┌──

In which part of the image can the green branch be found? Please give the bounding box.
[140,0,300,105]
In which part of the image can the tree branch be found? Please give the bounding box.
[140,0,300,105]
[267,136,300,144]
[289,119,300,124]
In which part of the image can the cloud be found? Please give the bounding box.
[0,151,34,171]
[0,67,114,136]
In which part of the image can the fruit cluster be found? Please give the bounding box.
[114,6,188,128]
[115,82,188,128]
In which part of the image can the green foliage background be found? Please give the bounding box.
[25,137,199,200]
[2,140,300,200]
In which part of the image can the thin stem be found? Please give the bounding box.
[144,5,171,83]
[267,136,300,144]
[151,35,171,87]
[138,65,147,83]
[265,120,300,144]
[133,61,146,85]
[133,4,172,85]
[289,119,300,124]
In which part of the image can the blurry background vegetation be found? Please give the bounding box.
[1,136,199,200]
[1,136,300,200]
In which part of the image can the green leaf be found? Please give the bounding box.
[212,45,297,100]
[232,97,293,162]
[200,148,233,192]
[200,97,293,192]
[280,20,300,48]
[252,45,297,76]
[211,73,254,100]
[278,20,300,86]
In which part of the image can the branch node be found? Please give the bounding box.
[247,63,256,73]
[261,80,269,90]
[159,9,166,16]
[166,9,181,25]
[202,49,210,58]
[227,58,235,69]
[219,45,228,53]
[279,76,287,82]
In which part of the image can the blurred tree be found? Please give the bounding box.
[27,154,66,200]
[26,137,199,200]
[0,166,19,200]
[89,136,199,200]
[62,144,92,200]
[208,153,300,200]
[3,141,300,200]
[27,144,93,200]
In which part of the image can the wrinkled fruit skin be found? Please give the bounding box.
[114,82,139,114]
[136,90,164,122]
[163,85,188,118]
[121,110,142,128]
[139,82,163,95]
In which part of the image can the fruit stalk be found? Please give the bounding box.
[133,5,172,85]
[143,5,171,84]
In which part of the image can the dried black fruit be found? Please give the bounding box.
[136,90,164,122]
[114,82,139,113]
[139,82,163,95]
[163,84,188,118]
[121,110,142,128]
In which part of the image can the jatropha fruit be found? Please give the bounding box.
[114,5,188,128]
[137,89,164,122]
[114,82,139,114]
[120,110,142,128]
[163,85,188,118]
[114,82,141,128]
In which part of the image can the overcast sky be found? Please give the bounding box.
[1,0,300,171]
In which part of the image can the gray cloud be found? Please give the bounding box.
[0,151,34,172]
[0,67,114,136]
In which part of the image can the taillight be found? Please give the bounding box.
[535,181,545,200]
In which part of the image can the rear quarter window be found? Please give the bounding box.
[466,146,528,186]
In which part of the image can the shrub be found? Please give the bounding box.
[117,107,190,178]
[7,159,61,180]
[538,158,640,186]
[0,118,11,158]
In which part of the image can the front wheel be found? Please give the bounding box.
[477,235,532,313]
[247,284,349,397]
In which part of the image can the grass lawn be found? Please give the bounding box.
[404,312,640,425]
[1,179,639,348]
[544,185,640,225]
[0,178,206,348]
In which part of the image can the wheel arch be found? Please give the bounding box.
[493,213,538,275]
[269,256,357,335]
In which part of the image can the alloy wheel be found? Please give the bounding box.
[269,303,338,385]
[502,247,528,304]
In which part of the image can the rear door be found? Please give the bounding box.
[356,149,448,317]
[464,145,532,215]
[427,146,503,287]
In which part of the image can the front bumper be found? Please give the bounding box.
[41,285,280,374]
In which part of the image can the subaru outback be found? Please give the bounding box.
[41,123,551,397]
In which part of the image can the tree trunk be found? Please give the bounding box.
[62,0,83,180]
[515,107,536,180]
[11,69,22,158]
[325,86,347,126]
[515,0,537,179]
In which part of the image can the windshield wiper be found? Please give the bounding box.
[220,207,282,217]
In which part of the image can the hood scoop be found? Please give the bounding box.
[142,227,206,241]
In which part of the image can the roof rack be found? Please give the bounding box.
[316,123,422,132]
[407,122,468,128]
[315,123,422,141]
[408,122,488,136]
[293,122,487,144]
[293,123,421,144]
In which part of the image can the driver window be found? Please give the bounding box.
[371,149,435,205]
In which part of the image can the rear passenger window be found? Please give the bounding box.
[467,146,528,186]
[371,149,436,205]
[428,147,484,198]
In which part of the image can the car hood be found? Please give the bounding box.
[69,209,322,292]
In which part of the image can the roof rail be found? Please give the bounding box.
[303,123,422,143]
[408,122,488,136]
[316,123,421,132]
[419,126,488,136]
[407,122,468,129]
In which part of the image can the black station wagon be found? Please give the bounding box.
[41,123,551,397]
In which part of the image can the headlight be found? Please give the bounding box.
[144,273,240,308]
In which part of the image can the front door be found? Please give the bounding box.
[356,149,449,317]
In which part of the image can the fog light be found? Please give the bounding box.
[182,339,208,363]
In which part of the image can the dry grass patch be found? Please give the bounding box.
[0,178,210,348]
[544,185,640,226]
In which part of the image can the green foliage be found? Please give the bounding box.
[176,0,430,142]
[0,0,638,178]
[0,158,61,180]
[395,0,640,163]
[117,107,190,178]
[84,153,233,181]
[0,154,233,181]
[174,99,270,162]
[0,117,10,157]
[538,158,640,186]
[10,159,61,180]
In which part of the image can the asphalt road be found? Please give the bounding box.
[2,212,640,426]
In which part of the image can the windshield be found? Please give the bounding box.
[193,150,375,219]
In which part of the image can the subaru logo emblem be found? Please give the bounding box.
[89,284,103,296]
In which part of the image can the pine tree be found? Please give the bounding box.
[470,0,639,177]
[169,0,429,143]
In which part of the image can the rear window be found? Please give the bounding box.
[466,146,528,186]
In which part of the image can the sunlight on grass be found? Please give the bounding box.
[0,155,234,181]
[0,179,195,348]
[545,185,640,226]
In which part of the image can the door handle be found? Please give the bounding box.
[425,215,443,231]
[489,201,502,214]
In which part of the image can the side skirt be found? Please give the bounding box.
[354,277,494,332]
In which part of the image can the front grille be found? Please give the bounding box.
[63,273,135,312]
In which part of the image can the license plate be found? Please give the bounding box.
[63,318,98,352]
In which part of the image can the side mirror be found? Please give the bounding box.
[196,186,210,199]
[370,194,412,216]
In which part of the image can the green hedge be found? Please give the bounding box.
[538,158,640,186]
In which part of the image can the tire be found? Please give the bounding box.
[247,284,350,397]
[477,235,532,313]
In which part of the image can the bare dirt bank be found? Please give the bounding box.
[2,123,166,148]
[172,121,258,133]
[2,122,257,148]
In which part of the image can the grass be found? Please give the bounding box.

└──

**About this task:** Give the records back in full, word for word.

**Result for this exercise:**
In which part of the image can the green branch be found? Please give the bounding box.
[140,0,300,105]
In which part of the image can the tree branch be found? Please give the bounding box.
[140,0,300,105]
[267,136,300,144]
[289,119,300,124]
In which part of the image can the cloud be found? Please give the bounding box.
[0,151,34,171]
[0,67,114,136]
In which part of the image can the fruit cluster be found? Please give the bounding box.
[114,6,188,128]
[115,82,188,128]
In which part of the image can the green foliage background be found? Please give the bounding box.
[25,137,199,200]
[2,140,300,200]
In which part of the image can the thin stem be found? Please give the bounding box.
[144,5,171,83]
[267,136,300,144]
[151,35,171,87]
[138,65,147,83]
[265,120,300,144]
[133,61,146,85]
[133,4,172,85]
[289,119,300,124]
In which part of the image can the blurry background vegetation be found? Please give the bounding box.
[1,136,199,200]
[1,136,300,200]
In which part of the image can the green leaf be found? Please give the bounding box.
[212,45,297,100]
[232,97,293,162]
[200,148,233,192]
[200,97,293,192]
[280,20,300,48]
[252,45,297,76]
[211,73,254,100]
[278,20,300,86]
In which part of the image can the branch node be found? Please give the bounding box.
[247,63,256,73]
[261,80,269,90]
[159,9,166,16]
[166,9,181,25]
[202,49,210,58]
[227,58,235,69]
[219,45,228,53]
[279,76,287,82]
In which part of the image can the blurred tree be found? Please give the bounding box.
[27,154,66,200]
[26,137,199,200]
[0,166,19,200]
[89,136,199,200]
[62,144,92,200]
[208,153,300,200]
[3,141,300,200]
[27,144,93,200]
In which part of the image can the wrinkled fruit skin be found? Please give the bounding box.
[114,82,139,114]
[136,90,164,122]
[163,85,188,118]
[121,110,142,128]
[139,82,163,95]
In which part of the image can the fruit stalk be found? Please give the bounding box.
[133,5,172,85]
[143,5,171,84]
In which part of the image can the dried black fruit be found? Please give the bounding box.
[136,90,164,122]
[114,82,139,113]
[139,82,163,95]
[163,84,188,118]
[121,110,142,128]
In which part of the image can the jatropha fruit be found? Please give the bounding box.
[114,5,188,128]
[137,89,164,122]
[114,82,139,114]
[120,110,142,128]
[163,85,188,118]
[114,82,141,128]
In which part of the image can the overcast sky be found? Please give the bounding box.
[1,0,300,171]
In which part of the image can the gray cloud be found? Please give the bounding box.
[0,151,34,172]
[0,67,114,136]
In which part of the image can the taillight be found? Please give the bounding box.
[535,181,545,200]
In which part of the image can the rear quarter window be found? Please give the bounding box.
[466,146,528,186]
In which part of the image can the shrub be found? Please give the bounding box.
[117,107,190,178]
[7,159,61,180]
[538,158,640,186]
[0,118,11,158]
In which part of the image can the front wheel be found? Please give the bounding box.
[477,235,532,313]
[247,284,349,397]
In which part of the image can the grass lawn be found? Please give the bounding box.
[404,312,640,425]
[1,179,639,348]
[544,185,640,225]
[0,178,206,348]
In which part of the image can the wheel arch be found? Please give the bounding box.
[493,213,538,275]
[269,256,357,335]
In which part of the image can the alloy wheel be found? Please give the bounding box.
[269,303,338,385]
[502,247,528,304]
In which part of the image can the rear door be found? Please give the bounding box.
[356,149,448,317]
[464,145,532,215]
[427,146,503,287]
In which part of the image can the front bumper be found? Please give the bounding box.
[41,285,280,374]
In which part of the image can the subaru outback be found? Please give the bounding box.
[41,123,551,397]
In which part of the image can the tree trunk be found? Please give the bounding box.
[62,0,83,180]
[515,107,536,180]
[11,69,22,158]
[325,86,347,126]
[515,0,537,179]
In which part of the image can the windshield wiper be found? Please give the bounding box.
[220,207,282,217]
In which part of the image can the hood scoop be found? Please give the bounding box.
[142,227,206,241]
In which part of the image can the roof rack be found? Please give the bounding box.
[316,123,422,132]
[407,122,468,128]
[315,123,422,141]
[408,122,488,136]
[293,122,487,144]
[293,123,421,144]
In which part of the image can the driver window be found? Please give the bounding box.
[371,149,435,205]
In which part of the image can the rear passenger window be found? Please give the bounding box.
[467,146,528,186]
[371,149,436,205]
[428,147,484,198]
In which part of the image can the car hood be found? Please give the bounding box.
[69,209,322,292]
In which part of the image can the roof rail be found? Please give the bounding box.
[303,123,422,143]
[408,122,488,136]
[316,123,421,132]
[419,126,488,136]
[407,122,468,129]
In which part of the image can the black station wagon be found? Please give the bounding box.
[41,123,551,397]
In which part of the image can the headlight be found? Please give the bounding box.
[144,273,240,308]
In which part of the image can the front door be found? Please give the bounding box.
[356,149,449,317]
In which part of the image can the fog light be found? Please give the bounding box.
[182,339,208,363]
In which part of the image can the dry grass patch be found? Please give the bounding box.
[0,178,210,348]
[544,185,640,226]
In which part of the image can the green foliage be found? Please give the bounding box.
[176,0,430,142]
[0,0,638,178]
[0,158,61,180]
[395,0,640,163]
[117,107,190,178]
[84,153,233,181]
[0,154,233,181]
[174,99,270,162]
[0,117,10,157]
[538,158,640,186]
[10,159,61,180]
In which part of the image can the asphalt road be found? Please give the bounding box.
[2,212,640,426]
In which part of the image can the windshield be found? Please give the bounding box.
[193,150,375,219]
In which part of the image can the subaru logo emblem be found? Please give the bounding box.
[89,284,103,296]
In which part of the image can the pine tree be found? Please give the bounding box.
[470,0,639,177]
[169,0,429,143]
In which part of the image can the rear window be found? Please give the bounding box.
[466,146,528,186]
In which part of the image can the sunlight on grass be found? Please give the bounding box.
[0,155,234,181]
[0,179,195,348]
[545,185,640,226]
In which part of the image can the door handle be found? Please give the bounding box.
[425,215,443,231]
[489,201,502,214]
In which part of the image can the side skirt be found? Please give the bounding box.
[354,277,494,332]
In which part of the image can the front grille be found? Please give the bounding box.
[63,273,135,312]
In which part of the image can the license plate be found? Please give the bounding box.
[63,318,98,352]
In which part of the image can the side mirror be found? Please give the bounding box.
[196,186,210,199]
[370,194,412,216]
In which part of the image can the green hedge be found? Please give the bounding box.
[538,158,640,186]
In which part of the image can the tire be found? Please give the bounding box.
[247,284,350,397]
[477,235,532,313]
In which part of the image can the bare dirt bank be found? Please give the bounding box.
[2,123,166,148]
[172,121,258,133]
[2,122,257,148]
In which part of the image can the grass be found? Please give the bounding box.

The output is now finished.